[Data drawn from a collection]
::::::::

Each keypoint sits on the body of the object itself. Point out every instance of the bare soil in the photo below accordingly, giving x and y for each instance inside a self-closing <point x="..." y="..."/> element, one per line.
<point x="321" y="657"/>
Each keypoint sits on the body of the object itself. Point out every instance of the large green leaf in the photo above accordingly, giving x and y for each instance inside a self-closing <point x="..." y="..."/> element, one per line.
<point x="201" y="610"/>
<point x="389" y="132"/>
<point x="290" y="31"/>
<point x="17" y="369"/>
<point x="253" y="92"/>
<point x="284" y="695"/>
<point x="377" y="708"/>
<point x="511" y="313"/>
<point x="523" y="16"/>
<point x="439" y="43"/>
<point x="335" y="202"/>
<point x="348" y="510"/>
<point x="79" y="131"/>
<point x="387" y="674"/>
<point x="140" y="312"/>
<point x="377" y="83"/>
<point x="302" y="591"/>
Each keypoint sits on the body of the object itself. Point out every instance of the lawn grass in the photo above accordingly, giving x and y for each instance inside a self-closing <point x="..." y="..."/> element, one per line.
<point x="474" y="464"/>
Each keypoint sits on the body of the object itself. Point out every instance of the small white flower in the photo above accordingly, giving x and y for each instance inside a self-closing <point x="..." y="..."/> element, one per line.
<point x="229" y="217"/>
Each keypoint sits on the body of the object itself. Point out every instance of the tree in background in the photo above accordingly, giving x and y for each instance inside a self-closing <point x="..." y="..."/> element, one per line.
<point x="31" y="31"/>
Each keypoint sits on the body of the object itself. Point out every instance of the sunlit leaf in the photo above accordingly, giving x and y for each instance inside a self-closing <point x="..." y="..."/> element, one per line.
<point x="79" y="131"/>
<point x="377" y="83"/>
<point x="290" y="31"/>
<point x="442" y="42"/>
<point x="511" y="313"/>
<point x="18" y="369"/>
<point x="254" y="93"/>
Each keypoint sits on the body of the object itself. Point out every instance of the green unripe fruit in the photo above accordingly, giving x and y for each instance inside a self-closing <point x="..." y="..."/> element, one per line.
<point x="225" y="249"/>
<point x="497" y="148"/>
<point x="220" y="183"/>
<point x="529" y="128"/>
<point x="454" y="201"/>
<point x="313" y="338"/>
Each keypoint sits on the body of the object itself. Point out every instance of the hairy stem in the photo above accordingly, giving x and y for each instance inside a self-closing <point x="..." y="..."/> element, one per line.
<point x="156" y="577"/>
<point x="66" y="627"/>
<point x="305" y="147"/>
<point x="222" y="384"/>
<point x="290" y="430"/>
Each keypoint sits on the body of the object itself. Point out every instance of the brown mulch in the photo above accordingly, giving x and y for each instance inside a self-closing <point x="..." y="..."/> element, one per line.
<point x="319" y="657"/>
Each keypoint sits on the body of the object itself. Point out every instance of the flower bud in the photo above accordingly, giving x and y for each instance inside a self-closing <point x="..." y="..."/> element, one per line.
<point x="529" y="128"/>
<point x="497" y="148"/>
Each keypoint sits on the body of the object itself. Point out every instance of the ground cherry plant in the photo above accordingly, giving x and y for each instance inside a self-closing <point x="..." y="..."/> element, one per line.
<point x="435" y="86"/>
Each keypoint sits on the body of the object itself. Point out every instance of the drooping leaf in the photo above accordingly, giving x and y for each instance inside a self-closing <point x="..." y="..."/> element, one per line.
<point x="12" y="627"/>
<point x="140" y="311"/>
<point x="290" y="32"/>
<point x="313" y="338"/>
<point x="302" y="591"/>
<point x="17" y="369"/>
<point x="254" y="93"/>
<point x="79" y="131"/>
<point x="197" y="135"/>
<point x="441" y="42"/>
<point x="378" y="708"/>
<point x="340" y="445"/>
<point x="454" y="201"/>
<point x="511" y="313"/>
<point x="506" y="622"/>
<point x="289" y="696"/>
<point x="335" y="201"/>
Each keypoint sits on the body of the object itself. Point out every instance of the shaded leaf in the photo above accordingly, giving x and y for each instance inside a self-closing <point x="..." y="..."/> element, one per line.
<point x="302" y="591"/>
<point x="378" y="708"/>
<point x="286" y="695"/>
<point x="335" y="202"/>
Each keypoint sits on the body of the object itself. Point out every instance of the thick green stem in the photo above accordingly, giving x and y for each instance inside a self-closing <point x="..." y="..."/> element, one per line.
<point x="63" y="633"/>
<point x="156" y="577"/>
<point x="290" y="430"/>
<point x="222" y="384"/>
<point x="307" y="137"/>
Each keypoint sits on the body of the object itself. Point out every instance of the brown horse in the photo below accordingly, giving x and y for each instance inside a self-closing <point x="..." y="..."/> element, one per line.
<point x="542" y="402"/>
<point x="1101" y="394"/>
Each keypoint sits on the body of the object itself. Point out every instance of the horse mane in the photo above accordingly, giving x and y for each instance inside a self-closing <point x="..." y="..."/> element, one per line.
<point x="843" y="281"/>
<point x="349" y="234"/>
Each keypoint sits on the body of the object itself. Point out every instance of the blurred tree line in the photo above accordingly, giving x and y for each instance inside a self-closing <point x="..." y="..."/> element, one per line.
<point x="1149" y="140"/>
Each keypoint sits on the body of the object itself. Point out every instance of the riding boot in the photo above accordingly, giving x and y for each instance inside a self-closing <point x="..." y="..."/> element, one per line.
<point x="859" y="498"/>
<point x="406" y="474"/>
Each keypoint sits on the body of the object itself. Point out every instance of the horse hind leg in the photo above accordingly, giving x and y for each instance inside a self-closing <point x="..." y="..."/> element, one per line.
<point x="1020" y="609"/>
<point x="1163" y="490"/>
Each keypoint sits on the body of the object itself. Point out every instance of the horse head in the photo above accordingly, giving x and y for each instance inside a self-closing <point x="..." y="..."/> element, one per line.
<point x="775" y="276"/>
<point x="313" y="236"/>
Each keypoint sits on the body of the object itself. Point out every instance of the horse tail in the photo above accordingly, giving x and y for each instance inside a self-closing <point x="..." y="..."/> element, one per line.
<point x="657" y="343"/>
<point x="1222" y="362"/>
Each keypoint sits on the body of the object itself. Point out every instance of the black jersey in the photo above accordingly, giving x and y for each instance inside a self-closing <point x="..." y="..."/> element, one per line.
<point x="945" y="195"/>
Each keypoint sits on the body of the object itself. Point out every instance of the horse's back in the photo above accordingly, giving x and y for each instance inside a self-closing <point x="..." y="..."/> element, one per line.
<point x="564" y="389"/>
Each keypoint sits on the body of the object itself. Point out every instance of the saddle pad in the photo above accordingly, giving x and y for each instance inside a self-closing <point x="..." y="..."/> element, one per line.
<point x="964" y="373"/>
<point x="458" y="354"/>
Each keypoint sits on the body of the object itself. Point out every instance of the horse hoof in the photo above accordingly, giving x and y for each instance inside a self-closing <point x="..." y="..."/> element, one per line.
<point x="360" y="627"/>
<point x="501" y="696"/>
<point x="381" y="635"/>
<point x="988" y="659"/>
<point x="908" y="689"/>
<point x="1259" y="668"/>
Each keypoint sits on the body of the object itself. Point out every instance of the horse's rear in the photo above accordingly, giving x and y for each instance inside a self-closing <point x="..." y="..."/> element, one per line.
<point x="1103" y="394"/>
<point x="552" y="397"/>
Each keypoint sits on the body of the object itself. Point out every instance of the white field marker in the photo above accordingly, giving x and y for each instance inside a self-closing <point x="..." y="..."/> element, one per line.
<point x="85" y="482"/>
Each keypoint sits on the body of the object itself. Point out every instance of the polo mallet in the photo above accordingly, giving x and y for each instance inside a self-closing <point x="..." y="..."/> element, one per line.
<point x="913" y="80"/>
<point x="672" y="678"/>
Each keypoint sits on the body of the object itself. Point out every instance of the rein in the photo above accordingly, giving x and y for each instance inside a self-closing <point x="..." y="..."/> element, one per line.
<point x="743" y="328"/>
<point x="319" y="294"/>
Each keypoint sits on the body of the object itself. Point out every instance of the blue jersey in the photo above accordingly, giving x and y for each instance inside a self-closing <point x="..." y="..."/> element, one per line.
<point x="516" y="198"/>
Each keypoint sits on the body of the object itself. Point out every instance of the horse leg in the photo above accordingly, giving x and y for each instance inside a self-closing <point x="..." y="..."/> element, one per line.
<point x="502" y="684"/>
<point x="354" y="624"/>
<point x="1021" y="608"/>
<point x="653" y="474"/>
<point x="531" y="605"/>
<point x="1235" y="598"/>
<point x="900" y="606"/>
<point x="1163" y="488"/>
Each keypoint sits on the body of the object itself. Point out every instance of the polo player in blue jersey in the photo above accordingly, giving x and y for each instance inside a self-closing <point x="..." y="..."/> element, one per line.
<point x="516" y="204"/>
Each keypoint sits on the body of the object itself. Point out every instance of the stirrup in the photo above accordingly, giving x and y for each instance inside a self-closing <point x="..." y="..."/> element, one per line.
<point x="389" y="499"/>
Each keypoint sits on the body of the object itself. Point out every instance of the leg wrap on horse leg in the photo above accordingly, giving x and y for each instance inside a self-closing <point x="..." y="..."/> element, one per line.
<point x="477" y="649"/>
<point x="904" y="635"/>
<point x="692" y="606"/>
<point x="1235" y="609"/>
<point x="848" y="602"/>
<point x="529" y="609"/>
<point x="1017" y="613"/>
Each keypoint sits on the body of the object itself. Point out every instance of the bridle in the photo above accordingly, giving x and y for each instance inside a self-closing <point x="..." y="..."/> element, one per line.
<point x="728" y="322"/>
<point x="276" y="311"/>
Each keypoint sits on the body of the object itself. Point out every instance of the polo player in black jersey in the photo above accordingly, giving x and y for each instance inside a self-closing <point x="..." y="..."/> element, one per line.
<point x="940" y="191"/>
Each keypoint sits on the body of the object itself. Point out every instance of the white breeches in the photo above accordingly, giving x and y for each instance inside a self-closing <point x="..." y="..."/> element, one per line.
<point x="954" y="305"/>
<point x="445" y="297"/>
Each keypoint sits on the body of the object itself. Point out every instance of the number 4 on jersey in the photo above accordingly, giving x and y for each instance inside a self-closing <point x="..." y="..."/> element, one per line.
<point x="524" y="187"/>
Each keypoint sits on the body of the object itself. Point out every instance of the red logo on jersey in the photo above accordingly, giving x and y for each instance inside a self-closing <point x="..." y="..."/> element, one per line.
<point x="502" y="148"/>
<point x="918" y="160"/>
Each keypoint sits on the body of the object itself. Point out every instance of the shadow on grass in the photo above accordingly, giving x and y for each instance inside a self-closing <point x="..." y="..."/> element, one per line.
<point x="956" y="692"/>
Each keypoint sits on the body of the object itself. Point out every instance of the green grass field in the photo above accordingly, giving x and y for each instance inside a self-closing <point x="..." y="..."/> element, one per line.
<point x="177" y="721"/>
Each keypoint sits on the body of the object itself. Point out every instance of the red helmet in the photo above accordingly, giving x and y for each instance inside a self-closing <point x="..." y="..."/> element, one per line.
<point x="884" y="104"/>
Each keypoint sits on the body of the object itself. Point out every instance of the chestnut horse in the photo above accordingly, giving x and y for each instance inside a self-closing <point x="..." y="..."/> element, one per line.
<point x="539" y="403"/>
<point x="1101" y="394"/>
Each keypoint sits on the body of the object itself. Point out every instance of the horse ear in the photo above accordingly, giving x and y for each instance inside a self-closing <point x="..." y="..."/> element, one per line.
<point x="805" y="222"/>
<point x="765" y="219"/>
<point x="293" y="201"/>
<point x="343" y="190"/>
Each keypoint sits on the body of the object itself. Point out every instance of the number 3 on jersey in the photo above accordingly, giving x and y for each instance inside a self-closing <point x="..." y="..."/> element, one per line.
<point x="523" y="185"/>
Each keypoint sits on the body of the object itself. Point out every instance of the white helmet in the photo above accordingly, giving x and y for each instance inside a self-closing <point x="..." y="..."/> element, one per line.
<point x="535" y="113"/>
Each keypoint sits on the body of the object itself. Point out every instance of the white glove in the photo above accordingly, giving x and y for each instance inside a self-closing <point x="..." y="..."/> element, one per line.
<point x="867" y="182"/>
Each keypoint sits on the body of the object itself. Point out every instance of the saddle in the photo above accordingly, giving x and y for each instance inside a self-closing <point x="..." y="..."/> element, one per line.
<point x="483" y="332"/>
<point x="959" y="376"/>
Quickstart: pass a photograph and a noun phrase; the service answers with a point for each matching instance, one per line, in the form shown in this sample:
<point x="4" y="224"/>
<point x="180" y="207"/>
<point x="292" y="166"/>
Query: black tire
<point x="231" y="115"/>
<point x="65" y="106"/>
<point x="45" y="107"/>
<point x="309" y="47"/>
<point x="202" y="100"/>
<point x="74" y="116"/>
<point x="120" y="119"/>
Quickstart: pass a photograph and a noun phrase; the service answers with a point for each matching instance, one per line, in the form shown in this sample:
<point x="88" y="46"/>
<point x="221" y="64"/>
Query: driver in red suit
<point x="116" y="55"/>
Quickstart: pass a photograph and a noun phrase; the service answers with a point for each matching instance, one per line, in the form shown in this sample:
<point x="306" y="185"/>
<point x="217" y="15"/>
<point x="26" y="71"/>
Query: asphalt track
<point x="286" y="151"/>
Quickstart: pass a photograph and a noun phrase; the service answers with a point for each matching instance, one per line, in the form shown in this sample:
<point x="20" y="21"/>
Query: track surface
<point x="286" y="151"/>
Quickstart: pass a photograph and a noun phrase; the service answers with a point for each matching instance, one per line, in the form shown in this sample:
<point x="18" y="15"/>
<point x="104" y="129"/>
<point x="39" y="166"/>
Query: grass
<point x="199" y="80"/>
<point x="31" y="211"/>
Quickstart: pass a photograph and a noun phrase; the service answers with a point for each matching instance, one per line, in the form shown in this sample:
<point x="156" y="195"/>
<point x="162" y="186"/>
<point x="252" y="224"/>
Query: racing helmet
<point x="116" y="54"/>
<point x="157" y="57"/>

::::::::

Directions for this task → Count the lines of the records above that contain the string "tree", treating uppercase and lowercase letters as distinct. Reply with the number alone.

In response → 2